** begin Provided text **
Description
Learning Objectives
Here are the learning objectives of this assignment, which will be examined in this week’s quiz.
They are a subset of the unit learning objectives listed on Slide 2 of Unit 1c.
After completing this assignment you should be able to:
1. read and write C code that includes structs
2. compare Java classes/objects with C structs
3. explain the difference between static and non-static variables in Java and C
4. distinguish static and dynamic computation for access to members of a static struct
variable in C
5. distinguish static and dynamic computation for access to members of a non-static struct
variable in C
6. translate C struct-access code into assembly language
7. count memory references required to access struct elements
Goal
The goal of this assignment is to learn more about structs in C and how they are implemented by
the compiler. To begin you will convert a small Java program to C using structs. Then, you’ll
switch to considering the translation from C to machine-code, in two steps. There is a new
snippet to get you started. Then there is a small C program to convert to assembly.
Background
Some notes about C programs that you may find helpful. Some of this is repeated from
Assignment 3, included again here for convenience.
Parts of a C program
As you saw last week, C programs typically consist of a collection of “.c” and “.h” files. C
source code files end in “.c”. Files ending in “.h” are called header files and they essentially
list the public interface to a particular C file. In this assignment you will mostly ignore header
files. You will create only a “.c” source file. However, in order to call library functions such as
malloc() you need to include some standard system header files in your program.
To include a header file in a C program you use the #include directive. This is much like the
import statement in Java. What follows the directive is the name of a header file. Header files
delimited by <> brackets are standard system files; those in quotes are other header files that are
typically co-located with your .c code. For this assignment you need only include two standard
header files, by putting the following as the beginning of your file (this is already done for you).
#include
#include
This will give you access to malloc and printf.
One other thing. As in Java, the procedure called main is special. This is the first procedure
that runs when you execute a program.
Creating and Editing a C Program
You need to decide where you will write, compile and test your programs and what editor and/or
IDE you will use. Any plain-text editor will work fine (e.g., emacs, vim, TextEdit or Notepad).
If you use an editor designed to produce formatted text, be sure your file is configured to be in
plain-text mode; be careful, this is often not the default setting. The compiler does not
understand rich-text format. If you attempt to compile a file and get errors complaining about
unknown characters, then you’ve probably saved your file in non-plain text.
It is easy for you to see how the compiler sees your program to test that you have it in plain text.
At the UNIX command line type
cat foo.c
To see the content of the file foo.c. If you see strange characters then so will the compiler.
** end Provided text **
Request 1 – Reproduce the records word for word, starting at the line containing "Identify a point for each instance of the faucet" and continuing through the end of the records, both ends included.
The assignment description and the records after it come from unrelated sources.
** begin Dataset records **
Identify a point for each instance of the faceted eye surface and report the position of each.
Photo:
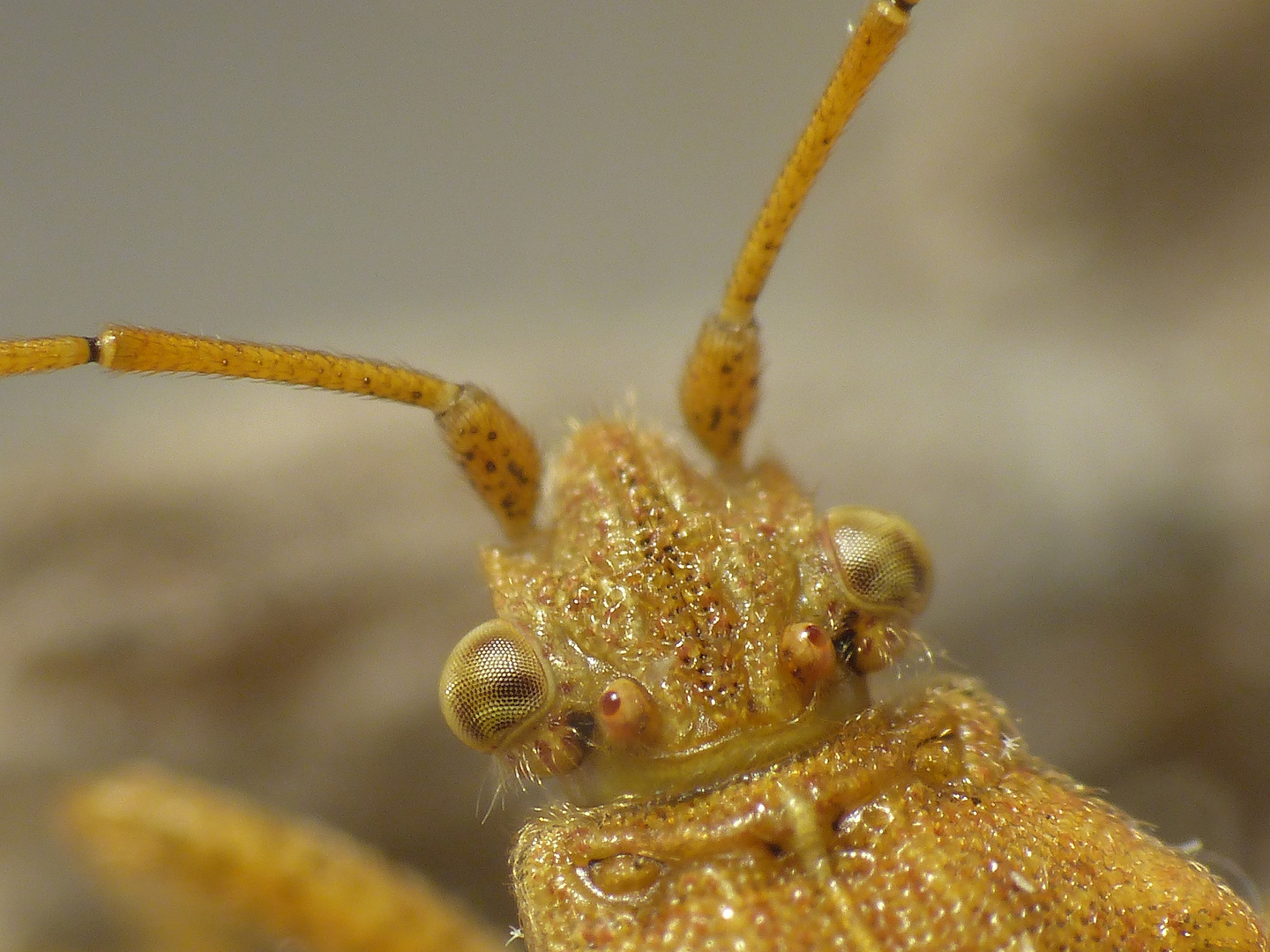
(883, 560)
(493, 684)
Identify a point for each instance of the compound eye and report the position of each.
(883, 560)
(493, 684)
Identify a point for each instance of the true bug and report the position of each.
(848, 495)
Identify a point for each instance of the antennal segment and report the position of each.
(721, 383)
(498, 455)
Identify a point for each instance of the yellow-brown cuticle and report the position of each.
(628, 712)
(562, 744)
(875, 645)
(807, 654)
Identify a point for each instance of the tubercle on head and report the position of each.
(669, 628)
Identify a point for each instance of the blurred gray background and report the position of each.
(1027, 308)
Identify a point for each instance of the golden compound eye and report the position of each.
(493, 684)
(807, 654)
(883, 560)
(628, 712)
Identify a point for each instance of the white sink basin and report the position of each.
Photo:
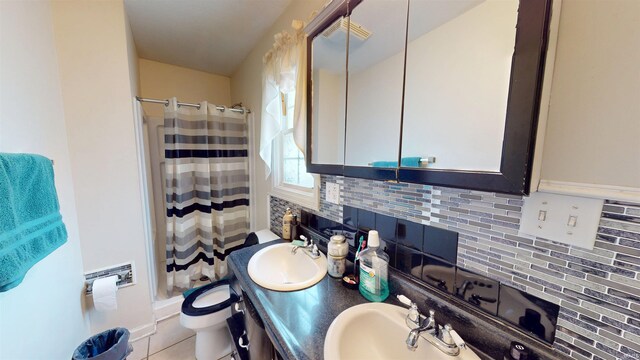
(378, 331)
(276, 268)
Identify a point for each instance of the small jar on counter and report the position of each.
(337, 250)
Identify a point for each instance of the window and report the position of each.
(290, 178)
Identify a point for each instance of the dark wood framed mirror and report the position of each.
(509, 169)
(511, 172)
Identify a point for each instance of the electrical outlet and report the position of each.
(566, 219)
(333, 193)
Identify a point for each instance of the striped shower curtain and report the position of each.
(207, 191)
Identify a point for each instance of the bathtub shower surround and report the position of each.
(598, 290)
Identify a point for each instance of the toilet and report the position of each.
(206, 310)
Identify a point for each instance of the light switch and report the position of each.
(542, 215)
(555, 217)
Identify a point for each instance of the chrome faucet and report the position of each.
(428, 325)
(444, 338)
(309, 248)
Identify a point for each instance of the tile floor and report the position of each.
(184, 350)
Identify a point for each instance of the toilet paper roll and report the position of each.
(104, 293)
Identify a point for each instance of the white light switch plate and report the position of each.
(333, 193)
(566, 219)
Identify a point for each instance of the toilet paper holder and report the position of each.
(123, 272)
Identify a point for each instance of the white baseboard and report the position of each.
(142, 331)
(607, 192)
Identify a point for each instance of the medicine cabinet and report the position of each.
(434, 92)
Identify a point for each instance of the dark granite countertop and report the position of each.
(297, 321)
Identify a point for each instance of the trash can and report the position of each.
(112, 344)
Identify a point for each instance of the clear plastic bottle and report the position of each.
(374, 263)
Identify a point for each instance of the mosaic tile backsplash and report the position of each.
(598, 290)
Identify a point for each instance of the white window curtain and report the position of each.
(283, 72)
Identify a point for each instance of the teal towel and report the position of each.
(384, 164)
(405, 162)
(411, 161)
(30, 222)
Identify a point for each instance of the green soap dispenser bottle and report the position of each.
(374, 263)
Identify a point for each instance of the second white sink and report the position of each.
(277, 268)
(378, 331)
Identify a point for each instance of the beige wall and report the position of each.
(97, 92)
(42, 318)
(246, 86)
(162, 81)
(594, 117)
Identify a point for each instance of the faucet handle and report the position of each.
(405, 300)
(457, 339)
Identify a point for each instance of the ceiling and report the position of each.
(208, 35)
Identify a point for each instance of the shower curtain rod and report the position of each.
** end Dataset records **
Request 2 – Name every plain-text editor that the assignment description gives as an example.

Complete response 1 –
Identify a point for each instance of the faucet handle and report the position of each.
(405, 300)
(457, 339)
Identify a point for each instance of the ceiling and report the position of each.
(208, 35)
Identify a point for each instance of the shower curtain rod and report the position of each.

Complete response 2 – emacs, vim, TextEdit, Notepad